▸ TASK INSTRUCTIONS
Report every line of the records that contains the word "pylon", copying each line in full.

▸ EXERCISE INPUTS
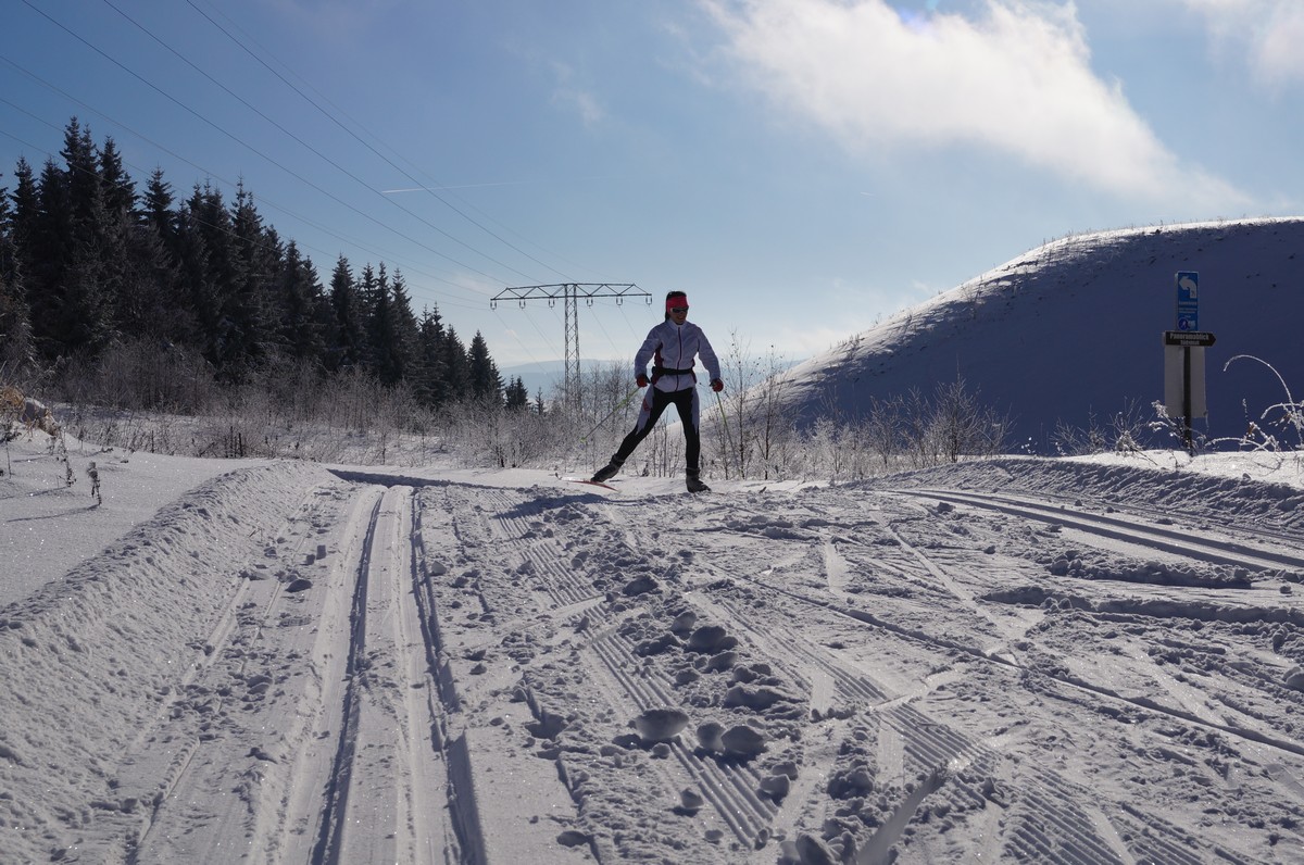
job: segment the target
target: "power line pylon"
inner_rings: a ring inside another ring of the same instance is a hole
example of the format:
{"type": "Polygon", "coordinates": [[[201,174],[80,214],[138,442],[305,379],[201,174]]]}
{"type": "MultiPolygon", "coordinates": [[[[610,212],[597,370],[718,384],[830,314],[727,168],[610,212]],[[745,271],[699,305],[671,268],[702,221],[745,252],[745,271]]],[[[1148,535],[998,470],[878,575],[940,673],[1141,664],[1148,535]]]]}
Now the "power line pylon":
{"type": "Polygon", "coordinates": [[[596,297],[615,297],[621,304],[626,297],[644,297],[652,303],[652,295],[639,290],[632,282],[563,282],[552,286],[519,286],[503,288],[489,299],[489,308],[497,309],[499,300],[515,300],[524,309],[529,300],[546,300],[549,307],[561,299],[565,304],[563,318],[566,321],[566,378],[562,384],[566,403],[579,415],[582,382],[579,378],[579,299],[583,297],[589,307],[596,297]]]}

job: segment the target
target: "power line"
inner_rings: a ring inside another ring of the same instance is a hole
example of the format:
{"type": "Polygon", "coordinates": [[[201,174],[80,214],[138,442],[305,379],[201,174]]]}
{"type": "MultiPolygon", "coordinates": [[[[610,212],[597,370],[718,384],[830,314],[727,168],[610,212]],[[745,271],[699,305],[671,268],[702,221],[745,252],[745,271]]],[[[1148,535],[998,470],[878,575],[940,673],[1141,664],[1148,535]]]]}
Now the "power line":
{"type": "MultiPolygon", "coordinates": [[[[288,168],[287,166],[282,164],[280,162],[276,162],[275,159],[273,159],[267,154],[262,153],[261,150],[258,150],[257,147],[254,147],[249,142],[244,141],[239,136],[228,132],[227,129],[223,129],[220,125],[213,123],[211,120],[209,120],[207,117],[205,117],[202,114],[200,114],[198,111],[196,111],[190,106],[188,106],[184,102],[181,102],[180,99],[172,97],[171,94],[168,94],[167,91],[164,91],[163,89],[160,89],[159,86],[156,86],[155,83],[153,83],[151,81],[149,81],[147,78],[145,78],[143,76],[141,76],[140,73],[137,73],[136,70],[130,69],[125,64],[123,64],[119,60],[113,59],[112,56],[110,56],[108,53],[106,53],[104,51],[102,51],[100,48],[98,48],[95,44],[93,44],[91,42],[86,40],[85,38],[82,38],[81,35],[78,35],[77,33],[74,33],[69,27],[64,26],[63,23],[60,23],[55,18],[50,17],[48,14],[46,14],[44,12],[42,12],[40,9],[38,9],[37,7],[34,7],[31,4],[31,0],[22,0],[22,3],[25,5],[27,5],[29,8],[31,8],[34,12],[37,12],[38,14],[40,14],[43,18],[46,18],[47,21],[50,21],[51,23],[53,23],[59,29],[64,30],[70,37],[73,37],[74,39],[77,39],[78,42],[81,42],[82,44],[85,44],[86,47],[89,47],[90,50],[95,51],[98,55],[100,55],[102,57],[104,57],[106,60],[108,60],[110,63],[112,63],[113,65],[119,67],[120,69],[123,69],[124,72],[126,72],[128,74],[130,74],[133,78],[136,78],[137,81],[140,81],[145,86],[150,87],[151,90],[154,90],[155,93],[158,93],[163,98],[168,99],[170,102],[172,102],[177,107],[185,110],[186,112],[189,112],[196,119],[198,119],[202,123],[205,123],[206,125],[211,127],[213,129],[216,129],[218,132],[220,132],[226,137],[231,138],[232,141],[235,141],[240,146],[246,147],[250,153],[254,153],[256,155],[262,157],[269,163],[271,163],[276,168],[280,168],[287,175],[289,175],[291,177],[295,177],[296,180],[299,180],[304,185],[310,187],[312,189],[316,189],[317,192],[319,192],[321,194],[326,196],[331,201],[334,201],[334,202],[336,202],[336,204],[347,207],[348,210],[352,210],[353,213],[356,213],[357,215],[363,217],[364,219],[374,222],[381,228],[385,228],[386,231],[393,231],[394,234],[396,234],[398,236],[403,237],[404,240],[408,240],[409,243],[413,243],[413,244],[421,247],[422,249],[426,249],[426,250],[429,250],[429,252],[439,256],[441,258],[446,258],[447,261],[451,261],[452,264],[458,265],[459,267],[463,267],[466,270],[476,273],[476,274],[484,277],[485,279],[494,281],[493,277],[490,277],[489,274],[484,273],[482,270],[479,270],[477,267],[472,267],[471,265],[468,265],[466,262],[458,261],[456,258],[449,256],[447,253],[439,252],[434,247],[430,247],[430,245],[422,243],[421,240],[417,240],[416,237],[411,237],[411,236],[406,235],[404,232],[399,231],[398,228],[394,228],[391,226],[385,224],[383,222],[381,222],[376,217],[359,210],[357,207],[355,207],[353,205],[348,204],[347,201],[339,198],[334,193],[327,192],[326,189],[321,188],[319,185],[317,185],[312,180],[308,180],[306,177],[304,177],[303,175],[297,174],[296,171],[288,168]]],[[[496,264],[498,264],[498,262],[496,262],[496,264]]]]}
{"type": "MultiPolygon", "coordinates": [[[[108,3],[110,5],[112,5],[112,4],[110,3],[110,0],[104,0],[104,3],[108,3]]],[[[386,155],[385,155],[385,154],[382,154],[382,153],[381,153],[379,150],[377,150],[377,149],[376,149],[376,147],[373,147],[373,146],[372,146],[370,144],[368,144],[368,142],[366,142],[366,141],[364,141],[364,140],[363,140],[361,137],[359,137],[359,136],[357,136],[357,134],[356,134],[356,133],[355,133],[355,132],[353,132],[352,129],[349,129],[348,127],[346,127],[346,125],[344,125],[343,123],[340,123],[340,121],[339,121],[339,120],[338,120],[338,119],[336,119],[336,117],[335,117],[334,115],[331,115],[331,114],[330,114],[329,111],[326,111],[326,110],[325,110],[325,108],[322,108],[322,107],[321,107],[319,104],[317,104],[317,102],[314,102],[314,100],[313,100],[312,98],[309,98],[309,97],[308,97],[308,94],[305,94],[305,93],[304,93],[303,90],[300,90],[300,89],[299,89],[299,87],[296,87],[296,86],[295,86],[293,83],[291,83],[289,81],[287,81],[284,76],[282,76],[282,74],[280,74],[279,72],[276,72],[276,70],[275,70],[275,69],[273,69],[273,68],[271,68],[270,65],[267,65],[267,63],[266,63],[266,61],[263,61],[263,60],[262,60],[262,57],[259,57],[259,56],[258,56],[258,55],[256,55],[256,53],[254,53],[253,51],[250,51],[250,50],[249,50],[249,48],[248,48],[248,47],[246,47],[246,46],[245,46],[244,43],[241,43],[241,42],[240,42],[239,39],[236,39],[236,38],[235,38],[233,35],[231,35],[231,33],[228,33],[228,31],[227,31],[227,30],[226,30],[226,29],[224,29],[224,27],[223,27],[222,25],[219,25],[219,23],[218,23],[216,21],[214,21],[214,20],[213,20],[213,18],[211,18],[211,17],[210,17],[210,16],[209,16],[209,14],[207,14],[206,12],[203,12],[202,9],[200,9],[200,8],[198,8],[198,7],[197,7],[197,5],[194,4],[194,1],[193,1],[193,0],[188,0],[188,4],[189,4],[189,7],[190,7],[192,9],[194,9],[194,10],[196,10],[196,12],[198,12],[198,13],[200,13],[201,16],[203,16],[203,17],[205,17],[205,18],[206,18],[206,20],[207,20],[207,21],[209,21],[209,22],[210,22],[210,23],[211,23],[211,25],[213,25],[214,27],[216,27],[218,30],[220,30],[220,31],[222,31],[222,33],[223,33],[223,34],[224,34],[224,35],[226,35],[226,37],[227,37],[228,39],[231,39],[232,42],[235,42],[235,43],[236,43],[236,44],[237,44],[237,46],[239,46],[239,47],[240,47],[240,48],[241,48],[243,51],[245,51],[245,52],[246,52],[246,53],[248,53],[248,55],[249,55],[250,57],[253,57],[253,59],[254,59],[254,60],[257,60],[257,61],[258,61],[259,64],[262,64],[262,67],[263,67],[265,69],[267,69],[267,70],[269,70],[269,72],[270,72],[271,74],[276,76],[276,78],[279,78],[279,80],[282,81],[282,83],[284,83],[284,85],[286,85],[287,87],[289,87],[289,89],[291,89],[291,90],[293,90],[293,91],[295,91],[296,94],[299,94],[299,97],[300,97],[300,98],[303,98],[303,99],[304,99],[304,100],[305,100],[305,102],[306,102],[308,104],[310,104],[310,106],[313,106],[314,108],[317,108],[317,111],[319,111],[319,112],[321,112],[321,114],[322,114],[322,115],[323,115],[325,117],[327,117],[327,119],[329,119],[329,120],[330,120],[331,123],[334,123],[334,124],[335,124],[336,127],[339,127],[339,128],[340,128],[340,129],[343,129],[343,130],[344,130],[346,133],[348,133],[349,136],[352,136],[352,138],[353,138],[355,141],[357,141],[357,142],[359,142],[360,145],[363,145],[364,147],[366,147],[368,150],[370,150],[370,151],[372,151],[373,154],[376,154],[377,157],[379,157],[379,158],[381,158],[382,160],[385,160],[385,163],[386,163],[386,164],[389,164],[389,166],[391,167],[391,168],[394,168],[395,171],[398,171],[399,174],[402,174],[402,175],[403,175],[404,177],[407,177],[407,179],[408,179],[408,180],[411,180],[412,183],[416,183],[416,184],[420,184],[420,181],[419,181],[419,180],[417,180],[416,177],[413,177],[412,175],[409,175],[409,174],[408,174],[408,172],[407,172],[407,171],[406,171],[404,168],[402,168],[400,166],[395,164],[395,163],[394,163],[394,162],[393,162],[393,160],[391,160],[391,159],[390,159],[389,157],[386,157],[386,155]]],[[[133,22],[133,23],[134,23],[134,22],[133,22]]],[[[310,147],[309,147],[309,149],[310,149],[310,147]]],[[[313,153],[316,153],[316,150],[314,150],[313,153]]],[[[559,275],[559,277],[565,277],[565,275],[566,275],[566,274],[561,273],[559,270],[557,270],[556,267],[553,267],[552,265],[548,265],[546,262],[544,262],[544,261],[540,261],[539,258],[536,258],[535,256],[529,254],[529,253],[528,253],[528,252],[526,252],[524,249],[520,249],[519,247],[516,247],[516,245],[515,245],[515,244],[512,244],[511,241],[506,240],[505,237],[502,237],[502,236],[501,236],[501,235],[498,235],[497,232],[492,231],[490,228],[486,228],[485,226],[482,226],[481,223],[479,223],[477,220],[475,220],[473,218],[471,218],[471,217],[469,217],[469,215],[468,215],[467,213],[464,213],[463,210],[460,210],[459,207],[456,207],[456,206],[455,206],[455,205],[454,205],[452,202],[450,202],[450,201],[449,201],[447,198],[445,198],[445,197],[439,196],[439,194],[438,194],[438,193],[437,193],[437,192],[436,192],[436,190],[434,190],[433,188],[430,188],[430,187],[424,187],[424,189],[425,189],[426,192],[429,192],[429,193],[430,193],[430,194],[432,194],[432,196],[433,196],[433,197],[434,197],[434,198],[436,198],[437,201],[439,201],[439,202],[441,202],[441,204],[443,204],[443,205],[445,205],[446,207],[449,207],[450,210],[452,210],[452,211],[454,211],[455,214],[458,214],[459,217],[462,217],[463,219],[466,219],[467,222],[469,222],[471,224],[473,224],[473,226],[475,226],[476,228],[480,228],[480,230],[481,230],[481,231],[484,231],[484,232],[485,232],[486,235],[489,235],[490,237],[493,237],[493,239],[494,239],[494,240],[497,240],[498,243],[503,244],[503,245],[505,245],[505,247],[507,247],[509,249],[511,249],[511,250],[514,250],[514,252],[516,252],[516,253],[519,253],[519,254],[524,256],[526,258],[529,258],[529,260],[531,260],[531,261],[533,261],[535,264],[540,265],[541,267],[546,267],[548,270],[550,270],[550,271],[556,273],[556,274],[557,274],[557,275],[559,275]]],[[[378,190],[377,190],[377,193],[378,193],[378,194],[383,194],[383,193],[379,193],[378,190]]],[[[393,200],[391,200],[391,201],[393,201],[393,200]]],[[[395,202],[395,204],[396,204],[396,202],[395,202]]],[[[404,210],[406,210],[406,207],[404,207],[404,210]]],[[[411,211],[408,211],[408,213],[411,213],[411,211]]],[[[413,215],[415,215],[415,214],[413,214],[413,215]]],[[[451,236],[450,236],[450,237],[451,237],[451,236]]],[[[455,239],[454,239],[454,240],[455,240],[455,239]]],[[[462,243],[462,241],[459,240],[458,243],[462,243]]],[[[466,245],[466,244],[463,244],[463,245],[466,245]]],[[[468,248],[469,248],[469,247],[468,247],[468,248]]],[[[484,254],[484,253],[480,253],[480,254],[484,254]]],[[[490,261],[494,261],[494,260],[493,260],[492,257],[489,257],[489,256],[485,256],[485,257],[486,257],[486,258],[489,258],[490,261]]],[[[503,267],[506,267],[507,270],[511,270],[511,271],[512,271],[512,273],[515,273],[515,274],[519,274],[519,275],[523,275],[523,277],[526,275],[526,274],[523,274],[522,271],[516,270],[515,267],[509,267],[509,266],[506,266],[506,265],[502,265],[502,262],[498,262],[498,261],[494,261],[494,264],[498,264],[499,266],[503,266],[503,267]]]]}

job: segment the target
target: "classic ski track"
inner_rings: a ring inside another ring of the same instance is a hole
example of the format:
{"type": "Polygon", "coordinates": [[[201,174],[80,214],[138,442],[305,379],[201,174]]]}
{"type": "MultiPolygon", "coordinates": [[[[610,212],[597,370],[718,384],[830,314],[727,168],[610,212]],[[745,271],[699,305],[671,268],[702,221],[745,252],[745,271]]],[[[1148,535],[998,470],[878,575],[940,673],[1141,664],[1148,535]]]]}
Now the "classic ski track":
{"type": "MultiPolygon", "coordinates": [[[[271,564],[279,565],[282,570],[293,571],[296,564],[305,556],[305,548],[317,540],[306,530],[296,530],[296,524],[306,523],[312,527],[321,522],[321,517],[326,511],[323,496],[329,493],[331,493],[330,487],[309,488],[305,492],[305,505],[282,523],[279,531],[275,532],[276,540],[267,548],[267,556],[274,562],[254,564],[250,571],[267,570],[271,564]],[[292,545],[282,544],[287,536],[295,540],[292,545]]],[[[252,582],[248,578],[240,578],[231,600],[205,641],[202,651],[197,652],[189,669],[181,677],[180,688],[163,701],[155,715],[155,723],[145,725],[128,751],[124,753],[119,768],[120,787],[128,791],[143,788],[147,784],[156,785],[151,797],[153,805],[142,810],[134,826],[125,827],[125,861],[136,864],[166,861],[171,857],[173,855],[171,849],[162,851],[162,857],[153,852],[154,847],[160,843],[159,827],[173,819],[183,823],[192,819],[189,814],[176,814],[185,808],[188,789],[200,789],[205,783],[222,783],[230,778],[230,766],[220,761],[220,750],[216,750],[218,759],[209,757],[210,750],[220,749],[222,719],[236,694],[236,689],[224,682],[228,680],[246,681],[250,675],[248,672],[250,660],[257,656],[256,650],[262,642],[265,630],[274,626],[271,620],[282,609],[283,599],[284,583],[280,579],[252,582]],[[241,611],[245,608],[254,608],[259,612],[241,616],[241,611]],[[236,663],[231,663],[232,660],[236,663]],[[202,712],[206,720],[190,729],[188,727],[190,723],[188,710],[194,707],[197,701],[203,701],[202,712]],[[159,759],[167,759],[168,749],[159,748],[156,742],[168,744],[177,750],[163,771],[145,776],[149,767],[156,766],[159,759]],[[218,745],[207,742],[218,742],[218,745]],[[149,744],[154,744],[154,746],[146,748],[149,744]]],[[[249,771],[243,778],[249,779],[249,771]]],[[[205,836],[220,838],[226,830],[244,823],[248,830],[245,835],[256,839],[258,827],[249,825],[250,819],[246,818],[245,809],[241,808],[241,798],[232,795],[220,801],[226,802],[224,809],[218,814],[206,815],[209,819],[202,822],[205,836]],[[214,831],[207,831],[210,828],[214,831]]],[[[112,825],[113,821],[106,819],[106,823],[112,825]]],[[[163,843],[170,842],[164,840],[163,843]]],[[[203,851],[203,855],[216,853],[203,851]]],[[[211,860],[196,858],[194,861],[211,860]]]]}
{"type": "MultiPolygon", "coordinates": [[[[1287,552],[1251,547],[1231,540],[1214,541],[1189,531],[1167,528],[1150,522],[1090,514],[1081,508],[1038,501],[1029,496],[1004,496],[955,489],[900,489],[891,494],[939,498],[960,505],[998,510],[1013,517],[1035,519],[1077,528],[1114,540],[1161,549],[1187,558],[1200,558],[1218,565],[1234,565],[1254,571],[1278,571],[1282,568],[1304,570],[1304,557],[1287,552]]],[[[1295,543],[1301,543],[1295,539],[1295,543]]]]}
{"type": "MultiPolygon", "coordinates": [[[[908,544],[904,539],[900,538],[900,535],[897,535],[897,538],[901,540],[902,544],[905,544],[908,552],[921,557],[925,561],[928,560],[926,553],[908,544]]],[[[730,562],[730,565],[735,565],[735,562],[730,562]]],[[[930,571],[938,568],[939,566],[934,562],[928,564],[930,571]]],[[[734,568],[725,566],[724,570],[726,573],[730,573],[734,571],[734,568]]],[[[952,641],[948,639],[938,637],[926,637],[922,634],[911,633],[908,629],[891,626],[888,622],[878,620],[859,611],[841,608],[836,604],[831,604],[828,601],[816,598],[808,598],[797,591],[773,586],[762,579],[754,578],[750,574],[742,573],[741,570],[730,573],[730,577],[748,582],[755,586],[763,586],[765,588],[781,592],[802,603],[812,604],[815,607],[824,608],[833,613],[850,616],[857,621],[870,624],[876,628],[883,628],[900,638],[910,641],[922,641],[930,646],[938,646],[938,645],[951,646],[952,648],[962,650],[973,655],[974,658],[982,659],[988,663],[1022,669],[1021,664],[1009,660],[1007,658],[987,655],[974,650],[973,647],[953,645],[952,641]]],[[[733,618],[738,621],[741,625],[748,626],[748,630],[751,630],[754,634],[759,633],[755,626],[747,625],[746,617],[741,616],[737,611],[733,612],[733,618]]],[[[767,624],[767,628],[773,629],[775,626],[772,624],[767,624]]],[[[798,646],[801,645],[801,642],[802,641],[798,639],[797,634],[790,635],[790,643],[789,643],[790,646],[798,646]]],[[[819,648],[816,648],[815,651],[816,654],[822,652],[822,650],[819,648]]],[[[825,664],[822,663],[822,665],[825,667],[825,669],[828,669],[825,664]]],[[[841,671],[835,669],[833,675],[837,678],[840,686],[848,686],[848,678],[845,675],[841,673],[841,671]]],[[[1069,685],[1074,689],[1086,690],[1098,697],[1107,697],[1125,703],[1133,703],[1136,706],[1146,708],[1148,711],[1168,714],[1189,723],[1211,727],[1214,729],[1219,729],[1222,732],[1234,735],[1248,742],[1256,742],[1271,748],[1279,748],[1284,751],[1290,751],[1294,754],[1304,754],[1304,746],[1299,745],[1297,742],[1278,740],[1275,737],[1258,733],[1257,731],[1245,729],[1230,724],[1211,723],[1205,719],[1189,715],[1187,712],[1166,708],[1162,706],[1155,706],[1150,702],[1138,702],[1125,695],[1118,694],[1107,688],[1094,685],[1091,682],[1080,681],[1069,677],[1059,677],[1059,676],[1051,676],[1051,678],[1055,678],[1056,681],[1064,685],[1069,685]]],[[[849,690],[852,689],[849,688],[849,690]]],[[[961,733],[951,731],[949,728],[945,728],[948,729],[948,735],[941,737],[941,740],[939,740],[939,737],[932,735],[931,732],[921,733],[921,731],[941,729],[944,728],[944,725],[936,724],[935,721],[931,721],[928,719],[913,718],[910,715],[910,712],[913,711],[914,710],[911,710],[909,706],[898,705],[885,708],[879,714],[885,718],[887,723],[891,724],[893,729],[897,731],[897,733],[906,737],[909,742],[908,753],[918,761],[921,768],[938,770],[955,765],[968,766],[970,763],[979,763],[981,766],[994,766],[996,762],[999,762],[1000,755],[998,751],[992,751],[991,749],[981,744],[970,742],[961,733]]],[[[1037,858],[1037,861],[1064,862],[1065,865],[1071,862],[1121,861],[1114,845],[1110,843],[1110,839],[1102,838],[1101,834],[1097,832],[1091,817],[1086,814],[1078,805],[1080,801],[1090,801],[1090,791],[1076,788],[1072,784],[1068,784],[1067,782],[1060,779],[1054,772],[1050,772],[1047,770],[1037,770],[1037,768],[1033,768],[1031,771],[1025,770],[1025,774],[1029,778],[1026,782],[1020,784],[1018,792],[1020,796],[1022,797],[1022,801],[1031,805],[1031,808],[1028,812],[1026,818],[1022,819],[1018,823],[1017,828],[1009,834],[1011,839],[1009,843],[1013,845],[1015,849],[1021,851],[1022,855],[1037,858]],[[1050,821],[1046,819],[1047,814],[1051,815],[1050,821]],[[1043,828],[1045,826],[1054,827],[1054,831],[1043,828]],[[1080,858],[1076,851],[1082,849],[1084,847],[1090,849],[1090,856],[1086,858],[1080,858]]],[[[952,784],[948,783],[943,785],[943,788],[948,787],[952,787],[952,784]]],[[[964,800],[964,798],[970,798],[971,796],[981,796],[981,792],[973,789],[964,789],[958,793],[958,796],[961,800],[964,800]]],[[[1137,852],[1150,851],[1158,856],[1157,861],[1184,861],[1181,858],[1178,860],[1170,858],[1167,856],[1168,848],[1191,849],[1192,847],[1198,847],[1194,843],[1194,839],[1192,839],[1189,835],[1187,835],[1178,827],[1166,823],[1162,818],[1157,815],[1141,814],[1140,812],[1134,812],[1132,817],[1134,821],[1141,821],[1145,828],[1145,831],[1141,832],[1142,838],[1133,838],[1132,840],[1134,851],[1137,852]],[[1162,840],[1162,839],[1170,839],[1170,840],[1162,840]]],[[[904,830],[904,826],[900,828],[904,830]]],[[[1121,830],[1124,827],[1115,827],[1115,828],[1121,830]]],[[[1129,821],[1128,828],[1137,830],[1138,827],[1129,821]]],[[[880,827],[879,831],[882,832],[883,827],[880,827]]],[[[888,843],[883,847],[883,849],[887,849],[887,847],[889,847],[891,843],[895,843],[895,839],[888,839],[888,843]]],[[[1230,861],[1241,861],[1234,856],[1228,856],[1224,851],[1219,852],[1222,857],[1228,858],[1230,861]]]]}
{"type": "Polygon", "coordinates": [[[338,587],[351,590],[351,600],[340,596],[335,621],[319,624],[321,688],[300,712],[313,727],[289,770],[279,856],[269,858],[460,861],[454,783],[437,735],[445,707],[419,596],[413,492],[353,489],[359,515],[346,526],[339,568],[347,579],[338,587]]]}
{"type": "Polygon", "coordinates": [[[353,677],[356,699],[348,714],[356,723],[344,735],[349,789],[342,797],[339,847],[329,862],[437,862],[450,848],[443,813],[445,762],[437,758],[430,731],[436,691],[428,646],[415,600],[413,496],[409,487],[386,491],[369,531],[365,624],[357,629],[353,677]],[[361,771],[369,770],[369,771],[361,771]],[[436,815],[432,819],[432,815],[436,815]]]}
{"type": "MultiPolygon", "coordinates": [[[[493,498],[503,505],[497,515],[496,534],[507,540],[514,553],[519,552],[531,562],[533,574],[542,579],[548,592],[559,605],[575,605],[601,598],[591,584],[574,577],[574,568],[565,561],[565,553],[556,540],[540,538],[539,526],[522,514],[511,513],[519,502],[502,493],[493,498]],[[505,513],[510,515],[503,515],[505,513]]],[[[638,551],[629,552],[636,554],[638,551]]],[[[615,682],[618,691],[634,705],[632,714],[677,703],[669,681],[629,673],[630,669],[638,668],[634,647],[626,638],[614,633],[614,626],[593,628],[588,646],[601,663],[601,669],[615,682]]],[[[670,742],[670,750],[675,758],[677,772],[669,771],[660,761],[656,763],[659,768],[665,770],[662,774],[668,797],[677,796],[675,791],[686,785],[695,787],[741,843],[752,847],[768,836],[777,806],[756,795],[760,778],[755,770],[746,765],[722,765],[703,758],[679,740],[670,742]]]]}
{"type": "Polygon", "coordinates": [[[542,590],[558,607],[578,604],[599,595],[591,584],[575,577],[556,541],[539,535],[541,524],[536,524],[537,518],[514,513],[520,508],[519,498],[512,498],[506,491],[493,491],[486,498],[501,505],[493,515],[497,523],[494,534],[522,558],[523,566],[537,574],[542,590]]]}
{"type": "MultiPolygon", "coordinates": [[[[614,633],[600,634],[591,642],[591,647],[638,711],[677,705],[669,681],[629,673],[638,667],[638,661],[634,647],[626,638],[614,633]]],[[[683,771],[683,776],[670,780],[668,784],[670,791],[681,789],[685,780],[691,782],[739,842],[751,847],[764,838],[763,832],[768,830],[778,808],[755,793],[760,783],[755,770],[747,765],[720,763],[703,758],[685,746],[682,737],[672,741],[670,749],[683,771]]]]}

▸ REPLY TO THE EXERCISE
target: "power line pylon"
Now the "power line pylon":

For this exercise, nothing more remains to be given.